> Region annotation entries
....
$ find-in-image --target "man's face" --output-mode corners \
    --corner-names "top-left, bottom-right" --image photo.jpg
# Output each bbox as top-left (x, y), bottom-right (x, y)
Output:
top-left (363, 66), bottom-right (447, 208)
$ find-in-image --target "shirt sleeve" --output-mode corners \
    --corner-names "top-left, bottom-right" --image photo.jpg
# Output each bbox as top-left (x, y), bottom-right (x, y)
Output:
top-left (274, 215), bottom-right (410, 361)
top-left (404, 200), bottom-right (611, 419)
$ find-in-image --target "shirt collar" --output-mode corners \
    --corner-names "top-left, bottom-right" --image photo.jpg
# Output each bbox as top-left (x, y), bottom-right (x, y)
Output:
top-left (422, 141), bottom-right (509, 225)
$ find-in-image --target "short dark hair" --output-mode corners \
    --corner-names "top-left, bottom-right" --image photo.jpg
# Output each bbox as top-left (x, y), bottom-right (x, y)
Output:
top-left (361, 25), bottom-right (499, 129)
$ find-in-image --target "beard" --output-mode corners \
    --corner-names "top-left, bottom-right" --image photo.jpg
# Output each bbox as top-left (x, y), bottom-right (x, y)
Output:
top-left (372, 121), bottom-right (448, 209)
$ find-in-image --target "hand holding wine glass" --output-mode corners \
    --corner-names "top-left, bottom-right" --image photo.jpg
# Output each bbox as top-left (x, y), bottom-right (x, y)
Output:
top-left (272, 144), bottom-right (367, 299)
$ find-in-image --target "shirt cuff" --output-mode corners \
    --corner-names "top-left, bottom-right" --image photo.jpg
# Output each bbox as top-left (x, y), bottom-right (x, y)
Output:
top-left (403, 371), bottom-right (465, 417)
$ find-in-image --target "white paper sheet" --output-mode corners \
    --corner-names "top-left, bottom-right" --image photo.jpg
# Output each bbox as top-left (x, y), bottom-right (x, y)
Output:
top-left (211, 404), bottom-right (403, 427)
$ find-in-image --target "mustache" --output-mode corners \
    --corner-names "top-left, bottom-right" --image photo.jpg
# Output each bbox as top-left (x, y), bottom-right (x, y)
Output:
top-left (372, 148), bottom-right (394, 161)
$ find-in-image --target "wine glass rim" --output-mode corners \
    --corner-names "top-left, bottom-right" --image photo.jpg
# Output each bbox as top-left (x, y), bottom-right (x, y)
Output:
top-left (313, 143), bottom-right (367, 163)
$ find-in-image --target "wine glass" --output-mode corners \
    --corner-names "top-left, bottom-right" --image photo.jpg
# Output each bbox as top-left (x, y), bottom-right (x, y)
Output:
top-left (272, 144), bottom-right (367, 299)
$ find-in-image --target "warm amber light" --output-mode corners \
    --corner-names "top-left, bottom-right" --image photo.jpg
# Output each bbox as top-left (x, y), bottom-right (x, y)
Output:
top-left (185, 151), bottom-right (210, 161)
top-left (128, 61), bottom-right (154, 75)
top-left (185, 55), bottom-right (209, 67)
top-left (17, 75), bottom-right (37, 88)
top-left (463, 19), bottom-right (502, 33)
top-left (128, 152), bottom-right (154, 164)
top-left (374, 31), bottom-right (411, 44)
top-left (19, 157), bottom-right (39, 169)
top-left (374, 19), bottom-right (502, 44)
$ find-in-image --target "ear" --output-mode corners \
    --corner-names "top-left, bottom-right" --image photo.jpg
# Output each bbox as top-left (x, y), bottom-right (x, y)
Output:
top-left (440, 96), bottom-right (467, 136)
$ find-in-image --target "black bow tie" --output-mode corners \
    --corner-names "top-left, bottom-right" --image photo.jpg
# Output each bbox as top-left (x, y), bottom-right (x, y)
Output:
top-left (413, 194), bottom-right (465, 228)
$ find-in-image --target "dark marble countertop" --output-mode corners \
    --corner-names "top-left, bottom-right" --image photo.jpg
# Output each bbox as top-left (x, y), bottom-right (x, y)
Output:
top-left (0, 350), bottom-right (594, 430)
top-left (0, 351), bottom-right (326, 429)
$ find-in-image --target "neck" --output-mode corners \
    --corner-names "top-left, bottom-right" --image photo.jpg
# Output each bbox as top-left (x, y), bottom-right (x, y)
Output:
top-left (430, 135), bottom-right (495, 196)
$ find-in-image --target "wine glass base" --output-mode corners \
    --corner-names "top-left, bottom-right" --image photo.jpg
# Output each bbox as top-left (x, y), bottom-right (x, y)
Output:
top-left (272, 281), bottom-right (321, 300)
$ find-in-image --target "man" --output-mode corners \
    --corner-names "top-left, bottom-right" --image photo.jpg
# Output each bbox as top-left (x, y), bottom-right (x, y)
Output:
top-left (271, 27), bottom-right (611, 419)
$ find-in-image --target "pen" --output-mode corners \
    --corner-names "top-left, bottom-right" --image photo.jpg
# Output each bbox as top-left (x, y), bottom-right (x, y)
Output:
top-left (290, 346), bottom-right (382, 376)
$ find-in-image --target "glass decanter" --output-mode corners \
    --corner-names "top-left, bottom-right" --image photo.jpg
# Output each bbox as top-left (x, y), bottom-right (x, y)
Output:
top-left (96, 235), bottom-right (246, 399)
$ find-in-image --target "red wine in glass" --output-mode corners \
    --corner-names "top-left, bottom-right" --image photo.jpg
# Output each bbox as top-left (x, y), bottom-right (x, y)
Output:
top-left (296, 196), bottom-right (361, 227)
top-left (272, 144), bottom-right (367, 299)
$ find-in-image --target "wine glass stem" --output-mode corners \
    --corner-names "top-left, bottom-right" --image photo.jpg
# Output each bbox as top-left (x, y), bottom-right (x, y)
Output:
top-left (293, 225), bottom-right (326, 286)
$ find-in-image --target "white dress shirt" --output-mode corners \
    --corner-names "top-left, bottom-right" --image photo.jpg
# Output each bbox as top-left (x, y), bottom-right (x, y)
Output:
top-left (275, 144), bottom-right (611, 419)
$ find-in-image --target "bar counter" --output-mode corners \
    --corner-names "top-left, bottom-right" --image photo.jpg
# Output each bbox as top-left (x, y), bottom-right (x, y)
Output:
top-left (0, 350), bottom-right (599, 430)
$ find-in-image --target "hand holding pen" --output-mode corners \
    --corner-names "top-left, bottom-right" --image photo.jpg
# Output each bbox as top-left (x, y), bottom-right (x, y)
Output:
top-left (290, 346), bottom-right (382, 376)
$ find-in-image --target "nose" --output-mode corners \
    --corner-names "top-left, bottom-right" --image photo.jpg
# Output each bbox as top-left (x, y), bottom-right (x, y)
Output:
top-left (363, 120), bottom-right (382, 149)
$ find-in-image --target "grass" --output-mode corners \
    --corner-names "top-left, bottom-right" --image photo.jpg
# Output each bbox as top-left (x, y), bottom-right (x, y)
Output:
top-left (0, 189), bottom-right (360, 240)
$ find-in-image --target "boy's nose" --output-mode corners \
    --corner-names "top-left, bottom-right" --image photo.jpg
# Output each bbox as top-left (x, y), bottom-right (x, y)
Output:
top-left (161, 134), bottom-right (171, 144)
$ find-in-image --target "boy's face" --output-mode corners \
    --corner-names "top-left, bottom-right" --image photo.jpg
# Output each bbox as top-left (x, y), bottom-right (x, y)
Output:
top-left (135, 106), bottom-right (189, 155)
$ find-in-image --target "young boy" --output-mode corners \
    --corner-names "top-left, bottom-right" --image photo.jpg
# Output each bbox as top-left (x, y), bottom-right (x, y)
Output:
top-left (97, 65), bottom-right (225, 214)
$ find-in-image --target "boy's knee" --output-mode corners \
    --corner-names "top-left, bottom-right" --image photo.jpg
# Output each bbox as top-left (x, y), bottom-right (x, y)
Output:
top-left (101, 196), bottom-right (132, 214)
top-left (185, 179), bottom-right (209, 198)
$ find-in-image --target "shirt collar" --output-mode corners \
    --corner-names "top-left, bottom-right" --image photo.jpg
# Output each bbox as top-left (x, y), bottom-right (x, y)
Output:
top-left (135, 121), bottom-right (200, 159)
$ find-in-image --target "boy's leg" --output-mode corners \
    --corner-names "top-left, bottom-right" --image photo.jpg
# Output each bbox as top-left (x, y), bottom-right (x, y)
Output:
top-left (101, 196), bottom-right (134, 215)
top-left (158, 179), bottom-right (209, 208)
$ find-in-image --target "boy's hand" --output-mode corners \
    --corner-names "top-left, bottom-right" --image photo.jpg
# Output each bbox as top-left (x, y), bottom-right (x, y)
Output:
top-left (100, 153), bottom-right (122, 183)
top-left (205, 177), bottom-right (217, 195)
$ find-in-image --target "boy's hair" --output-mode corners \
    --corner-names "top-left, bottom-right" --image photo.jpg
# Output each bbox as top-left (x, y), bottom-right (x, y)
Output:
....
> Task
Reproduce the listing above verbatim, from its first line through the line containing "top-left (211, 404), bottom-right (403, 427)", including both of those lines.

> Solution to the problem
$ find-in-image --target "man's face" --output-mode corners \
    --corner-names "top-left, bottom-right" --image photo.jpg
# Output each bbox as top-left (x, y), bottom-right (x, y)
Output:
top-left (363, 66), bottom-right (447, 208)
$ find-in-image --target "shirt sleeve" --output-mode corners \
    --corner-names "top-left, bottom-right" --image photo.jpg
# Output each bbox as top-left (x, y), bottom-right (x, y)
Output:
top-left (274, 215), bottom-right (410, 361)
top-left (404, 200), bottom-right (611, 419)
$ find-in-image --target "shirt collar" --output-mode corners \
    --corner-names "top-left, bottom-right" --image photo.jpg
# Output each bbox as top-left (x, y), bottom-right (x, y)
Output:
top-left (422, 141), bottom-right (509, 225)
$ find-in-image --target "short dark hair" --output-mode corners \
    --corner-names "top-left, bottom-right" --image photo.jpg
# Output each bbox as top-left (x, y), bottom-right (x, y)
Output:
top-left (361, 25), bottom-right (499, 129)
$ find-in-image --target "beard" --output-mode corners \
    --corner-names "top-left, bottom-right" --image photo.jpg
# Output each bbox as top-left (x, y), bottom-right (x, y)
Output:
top-left (372, 121), bottom-right (448, 209)
$ find-in-image --target "hand holding wine glass" --output-mode corners \
    --corner-names "top-left, bottom-right" --image photo.jpg
# Output each bbox as top-left (x, y), bottom-right (x, y)
Output:
top-left (272, 144), bottom-right (367, 299)
$ find-in-image --target "shirt cuff" --output-mode corners \
    --corner-names "top-left, bottom-right" --image photo.jpg
# Output each bbox as top-left (x, y), bottom-right (x, y)
Output:
top-left (403, 371), bottom-right (465, 417)
$ find-in-image --target "white paper sheet" --output-mode corners \
    --corner-names "top-left, bottom-right" --image photo.jpg
# Output each bbox as top-left (x, y), bottom-right (x, y)
Output:
top-left (211, 404), bottom-right (403, 427)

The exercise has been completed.